**Stated task 1**
Reproduce the listing word for word, beginning at the line that contains "If you could place a marker on the bird's head" and continuing through the final line of the listing.

** Start Page text **

Remix album by Michael Jackson
- Released: October 1987
- Recorded: September 1969 – March 1975 1984–87 (overdubbing, remixing);
- Length: 39:11
- Label: Motown
- Producer: Hal Davis

Michael Jackson chronology
| Bad (1987) | The Original Soul of Michael Jackson (1987) | The Michael Jackson Mix (1987) |

Singles from The Original Soul of Michael Jackson
- "Twenty-Five Miles" Released: October 1987;

= The Original Soul of Michael Jackson =

The Original Soul of Michael Jackson is a remix album by American singer Michael Jackson. It features songs recorded early in his career mainly during the 1970s and remixed in 1987 before its release that year by Motown.

Professional ratings
Review scores
| Source | Rating |
| Christgau's Record Guide | B+ |

== Release ==
While the album claims that it "contains music never before released", the only new song available was a re-dubbed cover of Edwin Starr's 1970 hit "Twenty-Five Miles", sung by the Jackson Five and solely credited to Michael. The original recording of the song was included on the 2009 set Hello World: The Motown Solo Collection. Some songs were newly edited on the album, with a newly dubbed version of "Dancing Machine". "Ain't No Sunshine" also had slightly different vocals and a modern drum machine was added to "Twenty-Five Miles". "Melodie" was planned for a single in an effort to promote the record in the US, but was scrapped for a promo-only single "Twenty-Five Miles"/"Up On The Housetop".

** End Page text **

**Stated task 2**
According to the album page, who is listed as the producer of The Original Soul of Michael Jackson?

** Start Stored data **

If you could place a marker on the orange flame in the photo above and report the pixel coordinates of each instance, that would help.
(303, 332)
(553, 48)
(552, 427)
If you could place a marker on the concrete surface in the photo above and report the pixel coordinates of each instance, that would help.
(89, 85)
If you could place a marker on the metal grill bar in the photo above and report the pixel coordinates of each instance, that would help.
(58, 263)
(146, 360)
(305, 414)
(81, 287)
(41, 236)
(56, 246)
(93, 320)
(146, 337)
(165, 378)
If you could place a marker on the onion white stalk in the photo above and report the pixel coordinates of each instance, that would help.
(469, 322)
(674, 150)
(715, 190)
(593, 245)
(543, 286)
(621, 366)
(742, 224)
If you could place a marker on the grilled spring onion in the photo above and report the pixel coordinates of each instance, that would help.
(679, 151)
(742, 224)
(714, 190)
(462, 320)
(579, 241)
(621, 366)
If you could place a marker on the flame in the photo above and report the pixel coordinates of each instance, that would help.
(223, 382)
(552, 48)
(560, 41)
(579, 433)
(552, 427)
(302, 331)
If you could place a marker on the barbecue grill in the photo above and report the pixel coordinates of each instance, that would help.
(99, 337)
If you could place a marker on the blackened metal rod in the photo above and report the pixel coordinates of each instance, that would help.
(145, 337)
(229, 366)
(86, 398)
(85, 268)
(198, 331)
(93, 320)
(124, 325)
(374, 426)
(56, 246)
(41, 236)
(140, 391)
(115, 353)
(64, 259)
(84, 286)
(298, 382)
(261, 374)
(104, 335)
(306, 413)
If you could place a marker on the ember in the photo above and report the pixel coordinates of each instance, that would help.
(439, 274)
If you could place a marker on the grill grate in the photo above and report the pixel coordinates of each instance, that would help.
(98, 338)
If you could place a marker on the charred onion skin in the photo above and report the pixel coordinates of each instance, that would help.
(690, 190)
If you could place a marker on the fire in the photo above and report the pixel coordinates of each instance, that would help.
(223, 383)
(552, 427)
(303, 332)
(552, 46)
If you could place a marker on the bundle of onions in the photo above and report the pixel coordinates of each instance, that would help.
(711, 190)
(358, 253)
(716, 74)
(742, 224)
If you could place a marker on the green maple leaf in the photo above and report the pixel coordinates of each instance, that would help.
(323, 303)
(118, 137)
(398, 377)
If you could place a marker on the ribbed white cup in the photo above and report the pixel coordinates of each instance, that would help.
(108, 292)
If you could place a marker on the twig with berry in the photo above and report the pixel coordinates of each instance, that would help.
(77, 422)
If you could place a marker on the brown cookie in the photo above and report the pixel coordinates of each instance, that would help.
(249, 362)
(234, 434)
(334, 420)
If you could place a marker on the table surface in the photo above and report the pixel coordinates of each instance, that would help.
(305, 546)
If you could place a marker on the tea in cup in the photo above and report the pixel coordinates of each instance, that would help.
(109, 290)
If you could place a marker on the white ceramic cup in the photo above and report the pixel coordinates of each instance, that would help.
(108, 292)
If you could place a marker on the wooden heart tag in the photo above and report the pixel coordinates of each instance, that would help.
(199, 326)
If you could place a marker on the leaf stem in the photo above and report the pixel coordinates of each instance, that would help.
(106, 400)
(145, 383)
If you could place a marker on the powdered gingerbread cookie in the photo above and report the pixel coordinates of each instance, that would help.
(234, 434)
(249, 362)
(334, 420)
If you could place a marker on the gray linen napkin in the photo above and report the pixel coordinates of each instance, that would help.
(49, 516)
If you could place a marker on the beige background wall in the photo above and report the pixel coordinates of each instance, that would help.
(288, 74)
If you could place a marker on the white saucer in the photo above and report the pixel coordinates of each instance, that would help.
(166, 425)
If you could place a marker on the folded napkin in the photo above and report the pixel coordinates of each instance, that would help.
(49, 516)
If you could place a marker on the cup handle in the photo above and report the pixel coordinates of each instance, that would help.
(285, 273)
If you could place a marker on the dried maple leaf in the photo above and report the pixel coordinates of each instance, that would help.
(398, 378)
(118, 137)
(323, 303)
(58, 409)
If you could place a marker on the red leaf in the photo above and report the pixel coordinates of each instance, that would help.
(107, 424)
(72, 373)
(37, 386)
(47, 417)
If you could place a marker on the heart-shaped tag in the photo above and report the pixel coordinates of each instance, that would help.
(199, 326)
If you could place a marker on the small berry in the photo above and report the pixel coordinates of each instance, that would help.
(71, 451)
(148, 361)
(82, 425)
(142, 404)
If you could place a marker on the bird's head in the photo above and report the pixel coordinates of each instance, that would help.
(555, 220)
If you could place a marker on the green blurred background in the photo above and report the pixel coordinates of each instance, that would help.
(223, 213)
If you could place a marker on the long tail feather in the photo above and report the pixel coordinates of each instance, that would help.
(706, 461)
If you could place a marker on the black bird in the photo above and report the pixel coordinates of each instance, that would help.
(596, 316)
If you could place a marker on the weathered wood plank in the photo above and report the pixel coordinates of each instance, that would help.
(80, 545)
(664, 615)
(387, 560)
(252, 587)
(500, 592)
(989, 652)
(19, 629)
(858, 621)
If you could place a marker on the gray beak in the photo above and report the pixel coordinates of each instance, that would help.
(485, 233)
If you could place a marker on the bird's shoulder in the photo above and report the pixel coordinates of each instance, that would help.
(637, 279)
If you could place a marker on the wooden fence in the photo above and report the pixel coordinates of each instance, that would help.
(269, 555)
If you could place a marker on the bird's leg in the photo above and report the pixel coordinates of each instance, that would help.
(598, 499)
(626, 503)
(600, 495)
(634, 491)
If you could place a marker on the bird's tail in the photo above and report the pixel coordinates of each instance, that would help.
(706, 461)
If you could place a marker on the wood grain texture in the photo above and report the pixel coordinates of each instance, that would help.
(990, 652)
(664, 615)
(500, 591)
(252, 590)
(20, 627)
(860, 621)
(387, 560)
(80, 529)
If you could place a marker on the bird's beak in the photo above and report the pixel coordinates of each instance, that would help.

** End Stored data **

**Expected output 1**
If you could place a marker on the bird's head in the photo above and report the pixel coordinates of each instance, that would help.
(555, 220)
If you could place a marker on the green blurred background in the photo above and report the pixel coordinates of each instance, that would help.
(223, 213)
If you could place a marker on the long tail feather in the photo above and report the pixel coordinates of each instance, that would help.
(706, 461)
If you could place a marker on the black bird in the photo above and report the pixel coordinates of each instance, that would help.
(596, 316)
If you could place a marker on the weathered wood plank in the photo above and report the pixel coordinates of each instance, that would help.
(80, 545)
(664, 615)
(387, 560)
(252, 587)
(500, 592)
(989, 652)
(19, 629)
(858, 621)
If you could place a marker on the gray beak in the photo above and report the pixel coordinates of each instance, that would help.
(485, 233)
If you could place a marker on the bird's shoulder in the photo above and report the pixel coordinates of each instance, that would help.
(637, 279)
If you could place a marker on the wooden fence in the photo above and report the pixel coordinates of each instance, that would help.
(269, 555)
If you could place a marker on the bird's leg in the photo above and report the pixel coordinates of each instance, that would help.
(598, 499)
(626, 503)
(600, 495)
(634, 491)
If you could place a marker on the bird's tail in the photo above and report the pixel coordinates of each instance, that would help.
(706, 461)
If you could place a marker on the wood grain texture in the photo above and report the pixel coordinates of each instance, that would help.
(990, 652)
(664, 615)
(500, 591)
(252, 590)
(20, 627)
(860, 621)
(387, 560)
(80, 529)
If you could place a marker on the bird's beak in the photo above and report the pixel coordinates of each instance, that would help.

**Expected output 2**
Hal Davis